[Data records]
***

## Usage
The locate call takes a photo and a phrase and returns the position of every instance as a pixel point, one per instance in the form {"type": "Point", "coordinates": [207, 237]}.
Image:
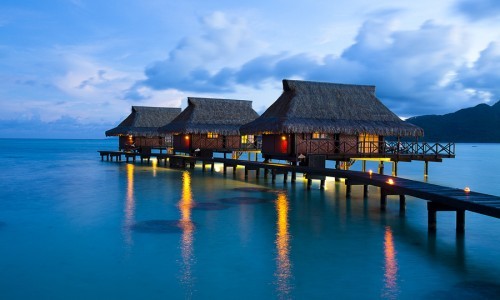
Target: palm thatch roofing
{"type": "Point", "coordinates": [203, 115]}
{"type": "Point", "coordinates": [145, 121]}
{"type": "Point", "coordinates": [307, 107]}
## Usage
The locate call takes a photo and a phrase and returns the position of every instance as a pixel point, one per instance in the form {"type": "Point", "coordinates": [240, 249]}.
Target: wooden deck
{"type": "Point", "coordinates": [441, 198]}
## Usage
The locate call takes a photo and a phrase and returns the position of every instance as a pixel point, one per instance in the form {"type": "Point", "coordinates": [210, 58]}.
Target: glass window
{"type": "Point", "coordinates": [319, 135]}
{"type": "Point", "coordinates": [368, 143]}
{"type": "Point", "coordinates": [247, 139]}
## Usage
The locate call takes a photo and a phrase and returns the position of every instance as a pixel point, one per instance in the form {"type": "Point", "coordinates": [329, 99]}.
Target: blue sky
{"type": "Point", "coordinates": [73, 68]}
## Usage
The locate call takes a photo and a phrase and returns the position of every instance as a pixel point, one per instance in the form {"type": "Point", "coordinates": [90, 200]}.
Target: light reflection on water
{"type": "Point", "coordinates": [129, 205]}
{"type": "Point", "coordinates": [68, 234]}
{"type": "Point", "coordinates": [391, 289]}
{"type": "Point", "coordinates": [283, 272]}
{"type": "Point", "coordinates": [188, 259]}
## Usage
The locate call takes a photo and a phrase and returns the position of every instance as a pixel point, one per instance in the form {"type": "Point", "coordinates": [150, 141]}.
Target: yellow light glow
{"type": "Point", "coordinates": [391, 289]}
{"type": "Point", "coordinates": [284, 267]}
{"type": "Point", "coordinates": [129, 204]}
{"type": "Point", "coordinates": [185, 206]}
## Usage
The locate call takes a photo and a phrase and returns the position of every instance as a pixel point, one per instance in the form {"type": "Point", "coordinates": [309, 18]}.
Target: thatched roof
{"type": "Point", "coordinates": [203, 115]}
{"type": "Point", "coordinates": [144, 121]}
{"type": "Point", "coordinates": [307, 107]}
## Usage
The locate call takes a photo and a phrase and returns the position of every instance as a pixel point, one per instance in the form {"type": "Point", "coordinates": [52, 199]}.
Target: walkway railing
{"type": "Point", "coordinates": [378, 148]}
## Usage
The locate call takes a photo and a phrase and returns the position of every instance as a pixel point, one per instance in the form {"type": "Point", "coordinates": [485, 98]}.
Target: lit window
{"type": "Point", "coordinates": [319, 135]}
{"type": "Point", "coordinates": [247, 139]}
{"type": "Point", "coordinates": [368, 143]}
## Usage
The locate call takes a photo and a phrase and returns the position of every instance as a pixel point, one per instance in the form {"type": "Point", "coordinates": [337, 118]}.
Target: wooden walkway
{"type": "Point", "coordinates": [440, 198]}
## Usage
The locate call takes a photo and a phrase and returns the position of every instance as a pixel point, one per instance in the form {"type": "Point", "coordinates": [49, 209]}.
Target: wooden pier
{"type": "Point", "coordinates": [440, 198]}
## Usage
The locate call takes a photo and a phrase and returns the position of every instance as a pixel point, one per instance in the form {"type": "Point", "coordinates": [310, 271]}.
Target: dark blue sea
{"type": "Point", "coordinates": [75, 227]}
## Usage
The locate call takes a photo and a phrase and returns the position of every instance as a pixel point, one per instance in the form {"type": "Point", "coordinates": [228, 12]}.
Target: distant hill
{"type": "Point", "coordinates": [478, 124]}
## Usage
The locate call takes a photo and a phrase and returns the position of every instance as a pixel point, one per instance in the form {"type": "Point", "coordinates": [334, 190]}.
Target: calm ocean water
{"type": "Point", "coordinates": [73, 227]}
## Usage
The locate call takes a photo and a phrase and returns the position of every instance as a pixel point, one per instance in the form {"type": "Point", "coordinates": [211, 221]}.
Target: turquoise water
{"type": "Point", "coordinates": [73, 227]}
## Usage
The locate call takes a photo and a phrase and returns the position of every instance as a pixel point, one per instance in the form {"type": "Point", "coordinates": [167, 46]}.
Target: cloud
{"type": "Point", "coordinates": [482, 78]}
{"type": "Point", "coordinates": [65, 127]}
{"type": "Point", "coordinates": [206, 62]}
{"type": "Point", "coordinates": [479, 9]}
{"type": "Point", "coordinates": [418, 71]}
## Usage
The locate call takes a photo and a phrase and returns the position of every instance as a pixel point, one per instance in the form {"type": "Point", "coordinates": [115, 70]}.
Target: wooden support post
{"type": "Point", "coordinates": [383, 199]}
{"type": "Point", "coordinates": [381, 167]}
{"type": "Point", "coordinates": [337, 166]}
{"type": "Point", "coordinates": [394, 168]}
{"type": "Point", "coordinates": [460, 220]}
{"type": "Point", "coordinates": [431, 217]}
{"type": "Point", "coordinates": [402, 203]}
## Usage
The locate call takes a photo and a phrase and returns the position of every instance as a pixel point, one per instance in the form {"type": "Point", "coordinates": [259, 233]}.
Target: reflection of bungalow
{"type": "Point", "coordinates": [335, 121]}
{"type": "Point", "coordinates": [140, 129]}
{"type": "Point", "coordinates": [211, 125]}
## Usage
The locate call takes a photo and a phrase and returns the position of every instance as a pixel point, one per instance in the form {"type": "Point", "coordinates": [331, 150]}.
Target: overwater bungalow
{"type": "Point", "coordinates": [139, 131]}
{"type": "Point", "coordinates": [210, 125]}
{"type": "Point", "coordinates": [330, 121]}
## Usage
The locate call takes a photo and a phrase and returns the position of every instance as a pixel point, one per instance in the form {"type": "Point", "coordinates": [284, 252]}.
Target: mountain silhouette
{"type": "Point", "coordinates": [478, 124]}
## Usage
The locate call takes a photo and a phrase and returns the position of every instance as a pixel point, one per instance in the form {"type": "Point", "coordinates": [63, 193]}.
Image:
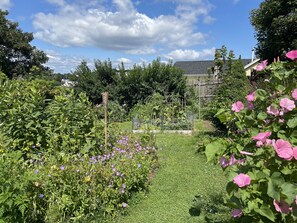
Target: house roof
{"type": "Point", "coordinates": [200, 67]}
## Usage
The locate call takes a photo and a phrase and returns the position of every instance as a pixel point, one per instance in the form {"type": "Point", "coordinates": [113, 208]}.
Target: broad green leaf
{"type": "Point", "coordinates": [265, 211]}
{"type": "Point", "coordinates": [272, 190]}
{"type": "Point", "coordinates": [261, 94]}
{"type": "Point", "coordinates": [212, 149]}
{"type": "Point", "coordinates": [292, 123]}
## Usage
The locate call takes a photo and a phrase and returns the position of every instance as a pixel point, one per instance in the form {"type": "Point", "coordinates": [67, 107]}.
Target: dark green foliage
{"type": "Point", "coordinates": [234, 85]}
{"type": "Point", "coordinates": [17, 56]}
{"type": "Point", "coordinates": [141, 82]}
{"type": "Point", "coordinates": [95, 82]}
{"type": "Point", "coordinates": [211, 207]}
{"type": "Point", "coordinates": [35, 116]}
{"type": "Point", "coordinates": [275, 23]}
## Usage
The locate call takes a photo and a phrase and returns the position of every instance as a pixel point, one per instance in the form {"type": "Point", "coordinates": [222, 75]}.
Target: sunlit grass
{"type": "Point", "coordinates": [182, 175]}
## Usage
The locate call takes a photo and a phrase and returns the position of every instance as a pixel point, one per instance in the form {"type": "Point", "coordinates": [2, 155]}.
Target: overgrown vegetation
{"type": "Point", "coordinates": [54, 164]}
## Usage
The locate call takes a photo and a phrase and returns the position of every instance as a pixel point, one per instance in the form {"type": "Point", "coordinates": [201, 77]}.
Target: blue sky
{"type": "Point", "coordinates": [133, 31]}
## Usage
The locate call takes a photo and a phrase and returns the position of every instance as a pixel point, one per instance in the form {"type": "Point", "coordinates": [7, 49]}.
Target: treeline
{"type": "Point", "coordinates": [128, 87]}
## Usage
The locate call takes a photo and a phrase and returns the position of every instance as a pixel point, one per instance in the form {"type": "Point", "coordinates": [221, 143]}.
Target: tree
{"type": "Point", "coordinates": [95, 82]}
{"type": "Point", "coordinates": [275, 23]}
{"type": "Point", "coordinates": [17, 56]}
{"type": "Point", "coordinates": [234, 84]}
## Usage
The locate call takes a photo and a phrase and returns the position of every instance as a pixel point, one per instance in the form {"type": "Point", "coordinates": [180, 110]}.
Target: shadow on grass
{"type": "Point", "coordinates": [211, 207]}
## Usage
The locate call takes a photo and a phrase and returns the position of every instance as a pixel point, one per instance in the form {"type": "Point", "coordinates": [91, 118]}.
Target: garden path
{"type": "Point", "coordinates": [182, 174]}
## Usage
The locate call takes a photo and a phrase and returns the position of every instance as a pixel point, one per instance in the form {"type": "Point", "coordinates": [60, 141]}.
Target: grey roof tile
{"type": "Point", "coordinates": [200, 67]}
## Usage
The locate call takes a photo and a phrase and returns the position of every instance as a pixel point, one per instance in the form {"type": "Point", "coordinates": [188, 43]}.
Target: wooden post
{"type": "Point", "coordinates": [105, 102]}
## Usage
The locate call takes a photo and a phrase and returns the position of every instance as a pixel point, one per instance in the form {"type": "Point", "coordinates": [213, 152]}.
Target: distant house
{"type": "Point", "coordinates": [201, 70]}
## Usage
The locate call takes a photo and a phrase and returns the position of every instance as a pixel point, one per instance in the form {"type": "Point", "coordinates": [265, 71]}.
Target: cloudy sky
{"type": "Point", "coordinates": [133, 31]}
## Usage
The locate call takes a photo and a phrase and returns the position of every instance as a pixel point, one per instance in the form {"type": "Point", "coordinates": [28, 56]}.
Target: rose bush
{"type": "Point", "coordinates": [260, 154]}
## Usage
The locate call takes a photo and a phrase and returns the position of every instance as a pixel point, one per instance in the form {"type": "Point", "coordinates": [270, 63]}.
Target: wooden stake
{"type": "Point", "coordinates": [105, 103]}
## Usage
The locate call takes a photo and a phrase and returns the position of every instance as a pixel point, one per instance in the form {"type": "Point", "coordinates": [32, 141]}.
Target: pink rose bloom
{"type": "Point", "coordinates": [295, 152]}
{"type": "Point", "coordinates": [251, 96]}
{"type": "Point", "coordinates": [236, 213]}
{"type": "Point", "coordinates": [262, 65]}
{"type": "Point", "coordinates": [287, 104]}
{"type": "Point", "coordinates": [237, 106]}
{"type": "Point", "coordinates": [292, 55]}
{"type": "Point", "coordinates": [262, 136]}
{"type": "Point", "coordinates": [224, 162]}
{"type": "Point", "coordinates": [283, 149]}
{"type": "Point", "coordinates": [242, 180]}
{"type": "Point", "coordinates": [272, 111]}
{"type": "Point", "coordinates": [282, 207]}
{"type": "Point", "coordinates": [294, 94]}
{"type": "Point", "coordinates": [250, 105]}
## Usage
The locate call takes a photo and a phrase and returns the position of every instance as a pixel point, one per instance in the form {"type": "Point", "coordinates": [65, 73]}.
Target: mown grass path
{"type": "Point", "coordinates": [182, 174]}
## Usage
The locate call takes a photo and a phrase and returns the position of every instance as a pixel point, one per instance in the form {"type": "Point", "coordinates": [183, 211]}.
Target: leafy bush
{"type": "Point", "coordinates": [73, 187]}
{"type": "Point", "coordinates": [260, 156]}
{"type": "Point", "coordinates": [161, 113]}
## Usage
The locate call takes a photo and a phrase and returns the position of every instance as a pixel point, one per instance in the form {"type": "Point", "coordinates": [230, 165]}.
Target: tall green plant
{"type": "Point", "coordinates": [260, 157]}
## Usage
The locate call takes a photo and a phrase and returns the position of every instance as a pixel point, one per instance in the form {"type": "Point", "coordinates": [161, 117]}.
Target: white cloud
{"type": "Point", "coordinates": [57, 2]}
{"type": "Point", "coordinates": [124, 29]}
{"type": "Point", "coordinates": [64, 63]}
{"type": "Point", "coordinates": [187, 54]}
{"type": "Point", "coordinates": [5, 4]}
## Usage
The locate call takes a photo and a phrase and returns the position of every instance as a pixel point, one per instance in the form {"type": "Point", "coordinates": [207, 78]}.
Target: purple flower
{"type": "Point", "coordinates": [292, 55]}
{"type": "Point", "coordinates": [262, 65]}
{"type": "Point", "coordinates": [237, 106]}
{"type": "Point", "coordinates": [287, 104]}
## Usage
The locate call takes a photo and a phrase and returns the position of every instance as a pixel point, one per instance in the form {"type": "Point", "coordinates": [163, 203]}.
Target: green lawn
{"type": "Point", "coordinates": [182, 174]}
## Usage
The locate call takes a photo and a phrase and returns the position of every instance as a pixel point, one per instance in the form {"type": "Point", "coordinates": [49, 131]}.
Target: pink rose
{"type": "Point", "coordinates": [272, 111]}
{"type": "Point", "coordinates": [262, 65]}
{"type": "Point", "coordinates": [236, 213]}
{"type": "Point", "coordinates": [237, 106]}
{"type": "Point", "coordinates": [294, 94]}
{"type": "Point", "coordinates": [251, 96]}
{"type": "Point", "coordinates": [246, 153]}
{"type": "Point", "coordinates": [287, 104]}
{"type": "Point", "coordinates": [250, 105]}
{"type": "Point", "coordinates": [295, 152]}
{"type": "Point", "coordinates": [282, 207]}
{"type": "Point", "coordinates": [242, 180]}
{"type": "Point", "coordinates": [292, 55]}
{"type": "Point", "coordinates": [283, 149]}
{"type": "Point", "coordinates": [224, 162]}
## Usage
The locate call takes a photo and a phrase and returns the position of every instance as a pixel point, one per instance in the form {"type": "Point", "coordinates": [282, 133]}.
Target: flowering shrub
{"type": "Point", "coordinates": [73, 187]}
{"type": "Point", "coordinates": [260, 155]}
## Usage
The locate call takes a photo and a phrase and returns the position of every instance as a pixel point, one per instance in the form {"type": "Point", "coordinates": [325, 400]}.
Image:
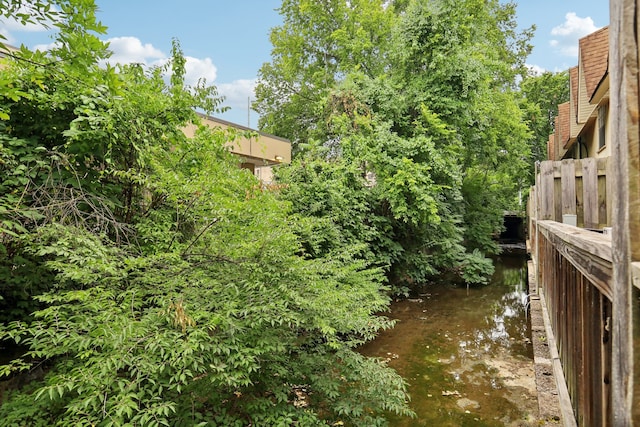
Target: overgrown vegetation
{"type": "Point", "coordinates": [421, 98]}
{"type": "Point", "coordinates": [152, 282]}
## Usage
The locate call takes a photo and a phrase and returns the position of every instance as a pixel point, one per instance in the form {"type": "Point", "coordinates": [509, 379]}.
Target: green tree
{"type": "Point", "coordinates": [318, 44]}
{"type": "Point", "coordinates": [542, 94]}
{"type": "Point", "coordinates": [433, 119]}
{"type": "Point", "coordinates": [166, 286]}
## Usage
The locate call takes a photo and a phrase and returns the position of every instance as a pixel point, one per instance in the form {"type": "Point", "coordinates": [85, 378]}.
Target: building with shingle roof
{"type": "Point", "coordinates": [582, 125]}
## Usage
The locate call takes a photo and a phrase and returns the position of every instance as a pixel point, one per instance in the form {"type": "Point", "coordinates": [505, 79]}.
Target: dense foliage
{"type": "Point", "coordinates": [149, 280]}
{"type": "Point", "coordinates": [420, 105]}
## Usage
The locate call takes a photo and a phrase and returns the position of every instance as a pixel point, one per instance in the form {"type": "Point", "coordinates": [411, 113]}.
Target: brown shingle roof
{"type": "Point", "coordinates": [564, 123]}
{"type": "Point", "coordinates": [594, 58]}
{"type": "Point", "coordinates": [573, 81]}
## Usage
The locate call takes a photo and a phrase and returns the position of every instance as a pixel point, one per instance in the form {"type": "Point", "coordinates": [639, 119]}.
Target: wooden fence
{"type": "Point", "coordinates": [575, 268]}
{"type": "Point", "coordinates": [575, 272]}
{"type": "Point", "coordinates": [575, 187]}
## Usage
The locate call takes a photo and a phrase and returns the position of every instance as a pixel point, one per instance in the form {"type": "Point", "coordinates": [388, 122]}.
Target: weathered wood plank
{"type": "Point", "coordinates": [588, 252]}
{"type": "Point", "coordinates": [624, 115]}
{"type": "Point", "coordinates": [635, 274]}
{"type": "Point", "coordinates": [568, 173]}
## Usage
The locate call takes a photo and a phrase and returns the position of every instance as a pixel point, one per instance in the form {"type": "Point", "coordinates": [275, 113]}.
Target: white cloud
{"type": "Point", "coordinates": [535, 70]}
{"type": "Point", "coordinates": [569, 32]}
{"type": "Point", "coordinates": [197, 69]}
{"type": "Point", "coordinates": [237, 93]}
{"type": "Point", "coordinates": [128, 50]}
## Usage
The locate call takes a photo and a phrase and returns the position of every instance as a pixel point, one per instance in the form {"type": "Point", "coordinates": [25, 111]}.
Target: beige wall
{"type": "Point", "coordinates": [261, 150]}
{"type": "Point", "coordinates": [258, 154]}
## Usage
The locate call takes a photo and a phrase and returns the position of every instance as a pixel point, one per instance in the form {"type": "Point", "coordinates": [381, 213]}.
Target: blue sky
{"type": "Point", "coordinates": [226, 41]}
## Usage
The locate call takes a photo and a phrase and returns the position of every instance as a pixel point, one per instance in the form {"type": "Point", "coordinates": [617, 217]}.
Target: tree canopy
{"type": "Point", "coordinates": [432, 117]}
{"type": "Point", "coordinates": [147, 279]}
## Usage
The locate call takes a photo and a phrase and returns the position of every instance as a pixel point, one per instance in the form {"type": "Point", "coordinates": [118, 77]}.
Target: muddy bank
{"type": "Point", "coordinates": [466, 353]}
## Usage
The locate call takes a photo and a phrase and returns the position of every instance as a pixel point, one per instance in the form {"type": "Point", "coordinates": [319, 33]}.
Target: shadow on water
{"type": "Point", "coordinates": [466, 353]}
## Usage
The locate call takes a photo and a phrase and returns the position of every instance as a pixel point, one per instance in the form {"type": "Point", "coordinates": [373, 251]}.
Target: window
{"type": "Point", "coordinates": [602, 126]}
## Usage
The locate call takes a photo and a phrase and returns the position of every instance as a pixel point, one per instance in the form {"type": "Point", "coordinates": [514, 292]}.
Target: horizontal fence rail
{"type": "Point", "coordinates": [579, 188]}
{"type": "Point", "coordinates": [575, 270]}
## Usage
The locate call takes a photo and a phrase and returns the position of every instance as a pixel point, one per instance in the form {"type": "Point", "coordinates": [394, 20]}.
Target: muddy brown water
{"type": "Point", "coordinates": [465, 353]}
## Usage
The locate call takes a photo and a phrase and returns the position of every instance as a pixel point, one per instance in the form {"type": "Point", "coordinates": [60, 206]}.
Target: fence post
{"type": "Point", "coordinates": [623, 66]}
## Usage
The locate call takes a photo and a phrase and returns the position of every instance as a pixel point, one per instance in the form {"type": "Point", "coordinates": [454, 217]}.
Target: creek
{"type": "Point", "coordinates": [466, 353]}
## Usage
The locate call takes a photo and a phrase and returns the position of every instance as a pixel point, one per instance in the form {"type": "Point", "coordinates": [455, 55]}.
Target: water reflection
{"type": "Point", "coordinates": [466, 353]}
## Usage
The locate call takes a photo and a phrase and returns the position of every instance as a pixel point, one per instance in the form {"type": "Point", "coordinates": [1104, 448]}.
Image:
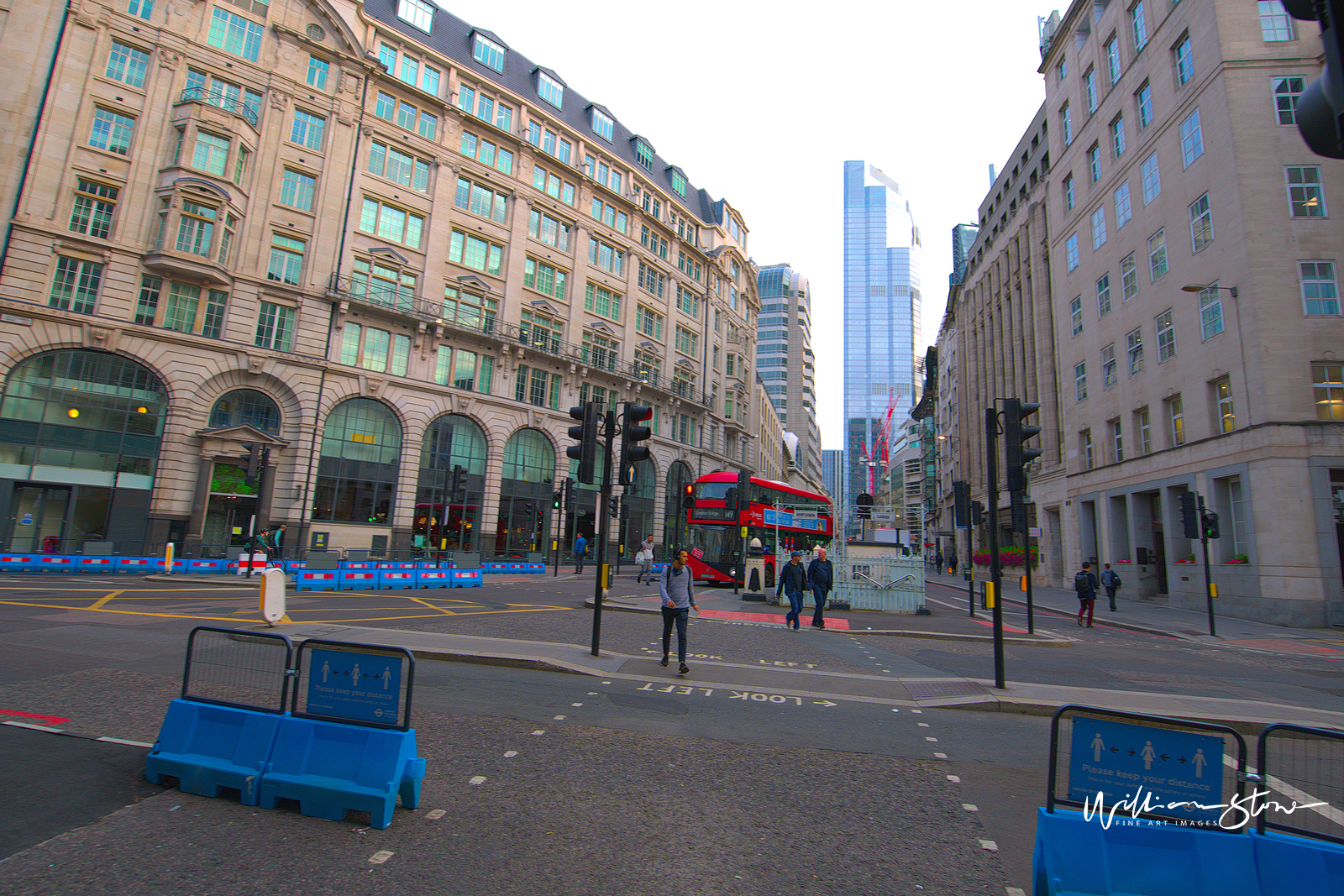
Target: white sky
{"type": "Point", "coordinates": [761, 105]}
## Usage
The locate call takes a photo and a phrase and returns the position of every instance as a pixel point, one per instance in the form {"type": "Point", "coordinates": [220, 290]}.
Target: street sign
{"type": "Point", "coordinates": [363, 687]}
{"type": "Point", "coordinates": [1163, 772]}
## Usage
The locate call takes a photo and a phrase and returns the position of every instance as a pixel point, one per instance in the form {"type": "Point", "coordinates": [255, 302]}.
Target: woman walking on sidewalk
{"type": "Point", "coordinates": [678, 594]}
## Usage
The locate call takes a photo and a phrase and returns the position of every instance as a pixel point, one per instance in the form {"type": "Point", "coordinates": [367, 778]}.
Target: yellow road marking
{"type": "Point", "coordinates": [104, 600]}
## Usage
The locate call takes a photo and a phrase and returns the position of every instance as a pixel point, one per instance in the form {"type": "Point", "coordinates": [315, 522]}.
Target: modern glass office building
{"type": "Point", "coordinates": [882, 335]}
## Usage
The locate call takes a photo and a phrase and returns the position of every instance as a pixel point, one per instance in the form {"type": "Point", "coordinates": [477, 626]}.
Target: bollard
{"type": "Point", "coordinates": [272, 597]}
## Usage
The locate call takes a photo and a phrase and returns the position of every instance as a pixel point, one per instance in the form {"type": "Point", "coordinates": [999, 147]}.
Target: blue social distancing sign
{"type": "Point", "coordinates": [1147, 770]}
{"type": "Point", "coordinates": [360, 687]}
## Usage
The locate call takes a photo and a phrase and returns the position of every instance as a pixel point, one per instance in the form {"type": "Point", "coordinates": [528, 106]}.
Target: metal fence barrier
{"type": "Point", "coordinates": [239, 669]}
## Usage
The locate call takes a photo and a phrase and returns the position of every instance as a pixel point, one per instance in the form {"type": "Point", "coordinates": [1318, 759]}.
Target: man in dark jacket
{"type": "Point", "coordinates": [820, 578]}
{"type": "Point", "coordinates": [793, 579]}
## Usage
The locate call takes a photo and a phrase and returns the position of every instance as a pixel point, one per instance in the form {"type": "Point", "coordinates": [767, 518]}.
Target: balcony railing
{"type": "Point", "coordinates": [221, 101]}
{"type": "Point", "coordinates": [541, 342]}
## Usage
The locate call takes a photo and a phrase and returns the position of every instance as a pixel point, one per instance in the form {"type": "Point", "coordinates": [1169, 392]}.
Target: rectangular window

***

• Instructions for the task:
Using the records above, please retype only the run of lines from the line holding "Target: balcony railing" through the last line, both ends included.

• Solution to this task:
Target: balcony railing
{"type": "Point", "coordinates": [221, 101]}
{"type": "Point", "coordinates": [541, 342]}
## Usage
The locate call takes a photo and a phrase and returns the position of every instance as a pixel point, one per instance in the form {"type": "Point", "coordinates": [1169, 392]}.
Target: rectangular window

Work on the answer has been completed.